• _Page text_:
Ocean-Clogging Microplastics Also Pollute the Air, Study Finds
By Liam Stack
Researchers in France said this week that they found thousands and thousands of microplastic particles raining down on a secluded spot in the Pyrenees, 75 miles from the nearest city.
Their study, published in the journal Nature Geoscience, suggests that microplastics — long known as a source of water pollution — may also travel by air, spreading their ill effects far from dense population centers.
Deonie Allen, one of the lead researchers, said the five-month study was “the first step toward looking at microplastics as an airborne pollutant.” Steve Allen, another researcher, called their findings “scary.”
“We kind of expected to find plastics there, but we certainly were not prepared for the numbers we found,” Mr. Allen said in an interview. “It was astounding: 11,400 pieces of microplastic per square meter per month, on average.”
What are microplastics?
Microplastics are pieces of plastic debris that measure less than five millimeters long, roughly the size of a sesame seed, according to the National Oceanic and Atmospheric Administration.
But they can also be much smaller than five millimeters. The fragments found by the Pyrenees study were generally 10 to 300 microns across, with most clocking in at roughly 50 microns, Dr. Allen said. For comparison, a human hair is about 70 microns wide.
“These are invisible atmospheric pollutants,” she said.
Microplastics can come from a variety of sources, including everyday items like plastic bottles or disposable contact lenses that break down into smaller pieces over time. According to Dr. Allen, a lot of microplastic pollution comes from cities, landfills and farms that are sprayed with “wastewater treatment sludge, which is loaded with microplastics.”
Microbeads, which are found in some hygiene products like toothpaste, are another source of microplastic pollution. Concern over their environmental impact has led some governments, including Britain’s, to ban the manufacture of products that contain them.
Where are they found?
They may be everywhere. Or, at least, wherever the water and wind can take them.
In the ocean, microplastics contribute to phenomena like the Great Pacific Garbage Patch, a swirling gyre of more than 87,000 tons of trash that lies hundreds of miles from shore.

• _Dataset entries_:
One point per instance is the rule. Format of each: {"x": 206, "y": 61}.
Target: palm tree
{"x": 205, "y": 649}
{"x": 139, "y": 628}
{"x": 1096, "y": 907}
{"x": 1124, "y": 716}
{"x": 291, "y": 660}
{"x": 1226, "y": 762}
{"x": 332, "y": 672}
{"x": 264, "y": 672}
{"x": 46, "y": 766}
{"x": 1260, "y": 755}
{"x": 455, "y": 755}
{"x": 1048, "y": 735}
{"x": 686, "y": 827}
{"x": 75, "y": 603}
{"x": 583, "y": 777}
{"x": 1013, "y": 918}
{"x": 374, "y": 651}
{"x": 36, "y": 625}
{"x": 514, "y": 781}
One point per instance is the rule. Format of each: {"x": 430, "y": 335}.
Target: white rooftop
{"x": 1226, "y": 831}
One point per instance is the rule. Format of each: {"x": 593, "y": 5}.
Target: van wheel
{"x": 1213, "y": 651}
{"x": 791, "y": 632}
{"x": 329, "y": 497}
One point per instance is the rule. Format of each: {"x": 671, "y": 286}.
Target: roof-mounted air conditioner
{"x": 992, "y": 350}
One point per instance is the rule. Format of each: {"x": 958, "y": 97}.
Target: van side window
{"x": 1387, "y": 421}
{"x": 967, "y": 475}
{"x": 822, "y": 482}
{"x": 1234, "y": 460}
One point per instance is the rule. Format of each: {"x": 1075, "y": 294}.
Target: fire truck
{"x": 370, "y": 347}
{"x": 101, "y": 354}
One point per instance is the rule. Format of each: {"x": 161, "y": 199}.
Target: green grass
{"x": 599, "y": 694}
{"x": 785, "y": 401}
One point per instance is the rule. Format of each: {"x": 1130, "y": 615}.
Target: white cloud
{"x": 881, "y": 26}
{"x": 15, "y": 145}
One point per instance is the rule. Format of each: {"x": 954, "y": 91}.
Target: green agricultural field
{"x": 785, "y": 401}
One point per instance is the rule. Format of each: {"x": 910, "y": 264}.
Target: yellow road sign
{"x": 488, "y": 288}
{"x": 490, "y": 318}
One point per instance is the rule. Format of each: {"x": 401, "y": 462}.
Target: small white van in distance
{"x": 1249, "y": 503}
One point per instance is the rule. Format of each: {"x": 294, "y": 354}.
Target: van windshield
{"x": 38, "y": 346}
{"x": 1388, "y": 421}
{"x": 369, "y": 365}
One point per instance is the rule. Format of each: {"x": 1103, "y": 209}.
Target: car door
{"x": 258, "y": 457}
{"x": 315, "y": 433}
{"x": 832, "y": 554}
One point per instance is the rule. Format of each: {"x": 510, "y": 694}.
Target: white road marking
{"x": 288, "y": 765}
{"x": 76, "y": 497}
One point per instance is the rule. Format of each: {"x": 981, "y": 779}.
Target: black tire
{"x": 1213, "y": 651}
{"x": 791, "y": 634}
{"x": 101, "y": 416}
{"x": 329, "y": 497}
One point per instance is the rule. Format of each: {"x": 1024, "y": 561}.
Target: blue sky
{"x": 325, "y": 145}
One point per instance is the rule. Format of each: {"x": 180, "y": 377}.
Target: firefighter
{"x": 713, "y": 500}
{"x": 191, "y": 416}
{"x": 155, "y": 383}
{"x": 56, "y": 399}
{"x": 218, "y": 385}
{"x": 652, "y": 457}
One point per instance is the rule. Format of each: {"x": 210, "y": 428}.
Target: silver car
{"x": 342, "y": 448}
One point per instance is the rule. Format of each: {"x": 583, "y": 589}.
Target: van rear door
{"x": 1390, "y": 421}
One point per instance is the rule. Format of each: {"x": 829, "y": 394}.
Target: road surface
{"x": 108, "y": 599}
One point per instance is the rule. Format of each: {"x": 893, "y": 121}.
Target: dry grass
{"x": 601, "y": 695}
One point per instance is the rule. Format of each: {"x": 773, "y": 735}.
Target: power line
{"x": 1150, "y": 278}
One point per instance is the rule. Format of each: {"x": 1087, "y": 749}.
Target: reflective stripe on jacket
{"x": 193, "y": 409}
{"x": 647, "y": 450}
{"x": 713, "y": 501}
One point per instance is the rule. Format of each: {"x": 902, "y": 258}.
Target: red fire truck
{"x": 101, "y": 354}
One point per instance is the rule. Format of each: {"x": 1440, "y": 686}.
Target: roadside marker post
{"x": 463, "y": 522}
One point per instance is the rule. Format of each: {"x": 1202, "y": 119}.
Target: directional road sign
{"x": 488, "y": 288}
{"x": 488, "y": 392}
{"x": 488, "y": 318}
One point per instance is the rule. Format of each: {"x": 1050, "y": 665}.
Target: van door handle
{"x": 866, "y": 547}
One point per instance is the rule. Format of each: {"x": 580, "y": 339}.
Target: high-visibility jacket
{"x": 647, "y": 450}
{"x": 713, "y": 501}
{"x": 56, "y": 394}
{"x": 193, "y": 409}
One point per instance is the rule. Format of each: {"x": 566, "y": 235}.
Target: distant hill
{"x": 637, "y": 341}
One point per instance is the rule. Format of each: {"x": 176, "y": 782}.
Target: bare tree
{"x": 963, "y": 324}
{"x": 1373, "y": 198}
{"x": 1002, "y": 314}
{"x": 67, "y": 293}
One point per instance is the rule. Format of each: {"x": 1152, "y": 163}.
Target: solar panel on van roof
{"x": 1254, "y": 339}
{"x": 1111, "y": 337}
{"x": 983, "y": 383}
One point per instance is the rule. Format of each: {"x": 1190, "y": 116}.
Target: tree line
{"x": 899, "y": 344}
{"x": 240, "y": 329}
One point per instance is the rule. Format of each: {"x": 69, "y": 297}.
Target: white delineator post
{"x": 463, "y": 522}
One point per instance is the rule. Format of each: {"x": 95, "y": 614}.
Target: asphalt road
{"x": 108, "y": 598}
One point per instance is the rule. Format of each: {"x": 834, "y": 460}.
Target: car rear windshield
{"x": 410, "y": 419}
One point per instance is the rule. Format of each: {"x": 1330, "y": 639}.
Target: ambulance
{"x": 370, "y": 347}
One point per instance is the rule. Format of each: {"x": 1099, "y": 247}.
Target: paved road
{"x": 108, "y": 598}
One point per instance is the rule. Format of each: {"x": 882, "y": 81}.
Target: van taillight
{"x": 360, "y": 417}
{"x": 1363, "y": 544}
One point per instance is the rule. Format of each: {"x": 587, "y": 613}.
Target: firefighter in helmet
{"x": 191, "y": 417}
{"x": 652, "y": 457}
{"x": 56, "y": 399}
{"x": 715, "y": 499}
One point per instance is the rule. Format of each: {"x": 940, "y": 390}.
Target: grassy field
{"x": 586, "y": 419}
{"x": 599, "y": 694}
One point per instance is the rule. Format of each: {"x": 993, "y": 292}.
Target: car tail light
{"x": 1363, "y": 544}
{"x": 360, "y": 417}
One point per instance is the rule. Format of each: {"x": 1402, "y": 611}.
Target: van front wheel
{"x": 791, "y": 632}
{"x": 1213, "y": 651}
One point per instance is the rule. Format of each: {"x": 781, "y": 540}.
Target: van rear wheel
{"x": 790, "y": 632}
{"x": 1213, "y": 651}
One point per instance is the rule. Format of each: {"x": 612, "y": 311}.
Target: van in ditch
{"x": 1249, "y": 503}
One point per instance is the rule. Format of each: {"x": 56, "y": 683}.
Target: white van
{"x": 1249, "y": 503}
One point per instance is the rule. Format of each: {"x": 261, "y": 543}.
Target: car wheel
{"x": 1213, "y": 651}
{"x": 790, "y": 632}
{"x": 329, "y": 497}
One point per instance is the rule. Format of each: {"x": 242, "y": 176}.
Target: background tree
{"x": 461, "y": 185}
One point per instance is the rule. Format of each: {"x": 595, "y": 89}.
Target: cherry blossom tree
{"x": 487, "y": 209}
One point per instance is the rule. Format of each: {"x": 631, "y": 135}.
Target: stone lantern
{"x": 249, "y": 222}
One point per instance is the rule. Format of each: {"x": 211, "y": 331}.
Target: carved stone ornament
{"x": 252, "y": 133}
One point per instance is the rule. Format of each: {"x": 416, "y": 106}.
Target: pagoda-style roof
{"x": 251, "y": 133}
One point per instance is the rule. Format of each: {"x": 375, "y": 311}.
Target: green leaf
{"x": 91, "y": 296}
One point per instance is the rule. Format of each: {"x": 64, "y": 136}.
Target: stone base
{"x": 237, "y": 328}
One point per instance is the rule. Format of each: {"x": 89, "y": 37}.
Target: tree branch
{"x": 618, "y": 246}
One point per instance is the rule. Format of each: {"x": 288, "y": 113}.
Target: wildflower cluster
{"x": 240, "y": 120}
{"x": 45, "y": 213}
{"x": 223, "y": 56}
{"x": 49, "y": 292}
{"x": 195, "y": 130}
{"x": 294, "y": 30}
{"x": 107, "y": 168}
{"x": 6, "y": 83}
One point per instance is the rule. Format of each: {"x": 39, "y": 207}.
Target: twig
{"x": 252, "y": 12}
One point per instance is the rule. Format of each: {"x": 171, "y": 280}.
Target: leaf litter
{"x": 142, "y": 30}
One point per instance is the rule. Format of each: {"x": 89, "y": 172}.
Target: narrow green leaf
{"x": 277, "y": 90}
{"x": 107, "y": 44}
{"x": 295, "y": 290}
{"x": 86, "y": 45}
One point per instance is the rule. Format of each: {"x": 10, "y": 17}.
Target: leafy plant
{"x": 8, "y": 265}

• _Assigned task 1_:
Revise the microplastics article starting with "Microbeads, which are" and going on through "that contain them.", replacing "toothpaste" with "shampoo".
• _Assigned task 2_:
According to the microplastics article, how many pieces of microplastic fell on the Pyrenees site per square meter per month, on average?

• _Task response 1_:
Microbeads, which are found in some hygiene products like shampoo, are another source of microplastic pollution. Concern over their environmental impact has led some governments, including Britain’s, to ban the manufacture of products that contain them.

• _Task response 2_:
11,400 pieces per square meter per month.